WHAT THE EXERCISE ASKS
In the data that follows, find the line containing "point: bull's ear"; then quote that line and every line after it, exactly, through the last one.

EXERCISE MATERIAL

########################################

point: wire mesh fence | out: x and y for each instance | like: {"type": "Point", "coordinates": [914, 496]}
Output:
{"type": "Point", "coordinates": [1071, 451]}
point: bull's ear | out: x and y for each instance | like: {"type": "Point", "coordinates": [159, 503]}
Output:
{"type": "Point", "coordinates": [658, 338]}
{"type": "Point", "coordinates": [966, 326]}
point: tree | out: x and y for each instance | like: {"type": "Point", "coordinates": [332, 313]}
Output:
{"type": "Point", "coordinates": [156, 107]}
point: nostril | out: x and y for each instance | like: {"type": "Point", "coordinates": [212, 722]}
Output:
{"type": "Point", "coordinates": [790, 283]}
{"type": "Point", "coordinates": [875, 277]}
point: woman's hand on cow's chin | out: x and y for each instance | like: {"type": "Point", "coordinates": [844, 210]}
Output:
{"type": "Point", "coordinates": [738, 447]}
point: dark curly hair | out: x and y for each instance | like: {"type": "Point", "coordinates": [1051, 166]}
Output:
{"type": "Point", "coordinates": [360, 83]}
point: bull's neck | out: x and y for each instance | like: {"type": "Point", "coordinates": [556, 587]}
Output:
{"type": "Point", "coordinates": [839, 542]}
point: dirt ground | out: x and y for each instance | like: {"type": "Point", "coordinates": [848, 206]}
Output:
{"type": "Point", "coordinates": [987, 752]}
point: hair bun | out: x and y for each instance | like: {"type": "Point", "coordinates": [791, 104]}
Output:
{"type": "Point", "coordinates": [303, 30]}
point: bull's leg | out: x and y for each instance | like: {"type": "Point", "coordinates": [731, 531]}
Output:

########################################

EXERCISE OUTPUT
point: bull's ear | out: x and y for each instance | like: {"type": "Point", "coordinates": [159, 503]}
Output:
{"type": "Point", "coordinates": [658, 338]}
{"type": "Point", "coordinates": [966, 326]}
point: tree | out: x and y for each instance | like: {"type": "Point", "coordinates": [332, 313]}
Output:
{"type": "Point", "coordinates": [156, 107]}
point: nostril | out: x and y for each instance | like: {"type": "Point", "coordinates": [212, 722]}
Output:
{"type": "Point", "coordinates": [790, 283]}
{"type": "Point", "coordinates": [875, 277]}
point: woman's hand on cow's chin | out: x and y for each instance | like: {"type": "Point", "coordinates": [844, 210]}
Output:
{"type": "Point", "coordinates": [738, 447]}
point: dark curly hair | out: x and y for each instance | like: {"type": "Point", "coordinates": [1051, 166]}
Output:
{"type": "Point", "coordinates": [360, 83]}
point: bull's neck | out: x and y for each instance | like: {"type": "Point", "coordinates": [556, 587]}
Output:
{"type": "Point", "coordinates": [839, 542]}
point: dirt ground | out: x and y for each instance | like: {"type": "Point", "coordinates": [848, 206]}
Output:
{"type": "Point", "coordinates": [987, 752]}
point: hair bun | out: x and y for each instance | like: {"type": "Point", "coordinates": [791, 104]}
Output:
{"type": "Point", "coordinates": [303, 30]}
point: bull's leg | out: x and y for each instance | like: {"type": "Point", "coordinates": [731, 531]}
Output:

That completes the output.